═════ DOCUMENT TEXT
Posted by Kathryn Batey | Oct 29, 2023 | 0 Comments

It's a common question - Television and movies have led us all to believe that anytime a person is arrested, someone, somewhere, is going to read them what most people call "Miranda warnings." These warnings can matter a great deal when you or a loved one made a statement to the police that the prosecutor intends to use against you in a trial. 

What are Miranda Warnings? 

The phrase comes from a 1966 Supreme Court Case, Miranda v. Arizona (384 U.S. 436 (1966)). For the first time, the United States Supreme Court ruled that police officers need to inform people of several specific rights prior to an interrogation. These rights include the right to remain silent, the fact that anything you say might be used against you, and that you are entitled to an attorney before you speak to the police. 

When are the police supposed to tell me these rights?
══════════
═════ DATA EXTRACT
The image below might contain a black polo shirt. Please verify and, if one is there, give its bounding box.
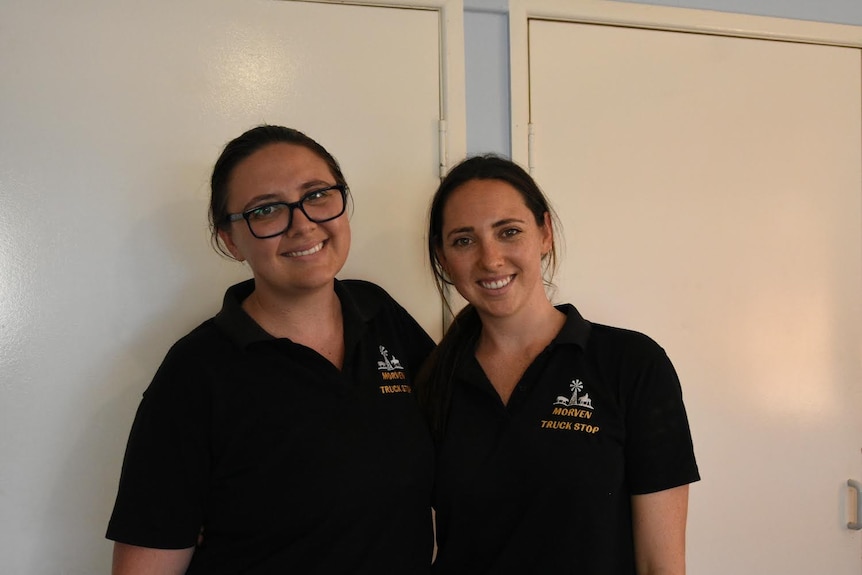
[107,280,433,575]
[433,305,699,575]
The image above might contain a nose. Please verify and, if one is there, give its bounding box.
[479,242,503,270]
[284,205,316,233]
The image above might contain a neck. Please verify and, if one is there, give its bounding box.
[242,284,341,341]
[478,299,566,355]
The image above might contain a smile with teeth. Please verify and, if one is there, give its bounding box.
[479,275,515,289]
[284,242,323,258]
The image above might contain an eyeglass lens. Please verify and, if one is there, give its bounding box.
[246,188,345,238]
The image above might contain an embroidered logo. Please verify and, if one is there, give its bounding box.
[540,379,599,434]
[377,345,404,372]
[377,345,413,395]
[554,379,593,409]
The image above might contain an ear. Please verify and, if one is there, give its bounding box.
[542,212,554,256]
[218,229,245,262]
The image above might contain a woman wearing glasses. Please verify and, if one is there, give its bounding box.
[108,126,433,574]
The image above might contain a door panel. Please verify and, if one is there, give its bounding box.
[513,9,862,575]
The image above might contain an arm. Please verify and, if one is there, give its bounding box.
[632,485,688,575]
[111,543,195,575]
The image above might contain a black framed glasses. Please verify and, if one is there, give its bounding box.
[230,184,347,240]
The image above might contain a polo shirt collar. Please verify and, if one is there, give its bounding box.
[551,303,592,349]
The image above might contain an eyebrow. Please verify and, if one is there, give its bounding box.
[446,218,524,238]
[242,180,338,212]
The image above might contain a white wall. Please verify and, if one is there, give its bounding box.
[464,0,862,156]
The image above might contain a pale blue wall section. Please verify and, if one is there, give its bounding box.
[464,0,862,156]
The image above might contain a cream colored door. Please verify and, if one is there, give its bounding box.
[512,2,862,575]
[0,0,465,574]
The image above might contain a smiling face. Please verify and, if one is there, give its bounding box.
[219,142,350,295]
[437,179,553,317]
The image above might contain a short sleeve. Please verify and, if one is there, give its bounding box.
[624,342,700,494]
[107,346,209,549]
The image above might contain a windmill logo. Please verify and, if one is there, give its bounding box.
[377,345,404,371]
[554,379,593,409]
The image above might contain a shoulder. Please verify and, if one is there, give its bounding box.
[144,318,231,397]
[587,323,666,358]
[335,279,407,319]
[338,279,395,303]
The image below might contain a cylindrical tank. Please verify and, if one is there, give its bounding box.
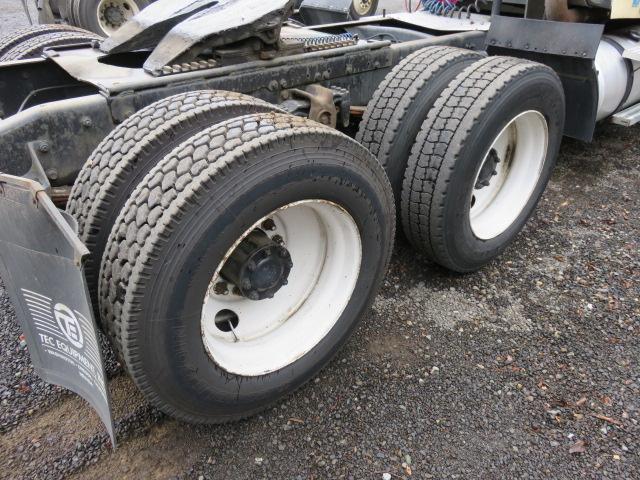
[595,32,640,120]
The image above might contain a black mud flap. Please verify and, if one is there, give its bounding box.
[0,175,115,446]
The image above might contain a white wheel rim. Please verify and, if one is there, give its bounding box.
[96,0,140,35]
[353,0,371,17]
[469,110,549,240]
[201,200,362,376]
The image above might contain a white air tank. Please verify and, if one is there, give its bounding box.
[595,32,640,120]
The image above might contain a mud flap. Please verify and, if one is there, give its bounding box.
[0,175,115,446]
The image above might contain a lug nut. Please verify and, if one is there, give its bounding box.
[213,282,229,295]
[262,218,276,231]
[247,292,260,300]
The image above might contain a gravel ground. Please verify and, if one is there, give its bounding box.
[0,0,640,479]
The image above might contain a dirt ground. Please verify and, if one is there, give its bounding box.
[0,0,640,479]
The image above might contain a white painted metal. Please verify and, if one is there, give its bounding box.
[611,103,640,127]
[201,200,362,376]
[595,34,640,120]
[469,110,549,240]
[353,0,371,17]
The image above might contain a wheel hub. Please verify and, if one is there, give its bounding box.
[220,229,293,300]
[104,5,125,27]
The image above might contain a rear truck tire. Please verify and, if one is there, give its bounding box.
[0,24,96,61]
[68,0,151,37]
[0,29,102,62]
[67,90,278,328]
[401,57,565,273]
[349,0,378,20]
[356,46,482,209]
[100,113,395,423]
══════════
## LIST OF TASKS
A - Reproduce the lines of the listing, starting with the line that contains "The image above might contain a rear" and going on through the end of the listing.
B - Continue the text about Miranda warnings from its last line.

## ANSWERS TO THE PROBLEMS
A -
The image above might contain a rear truck tire. Please verify and, if one is there, give its bounding box.
[0,24,96,61]
[68,0,151,37]
[0,29,102,62]
[67,90,278,328]
[401,57,565,273]
[349,0,378,20]
[356,46,482,209]
[100,113,395,423]

B -
Police officers are required to read you these rights BEFORE they question you about a case. If you are in police custody and an officer questions you without properly giving you these warnings, then the statements you made to the officer could potentially be excluded from the evidence in your case. However, there is a lot to argue about whether someone is actually in police custody and whether the questions an officer asks amount to an "interrogation." An experienced defense attorney will need to review the interrogation and understand your unique circumstances, including any language or psychological factors that may have affected your ability to comprehend the warnings. Challenging a statement can even include expert witnesses and may require a defendant to testify about the circumstances surrounding the statement and the Miranda warnings. 

What if I spoke to the police?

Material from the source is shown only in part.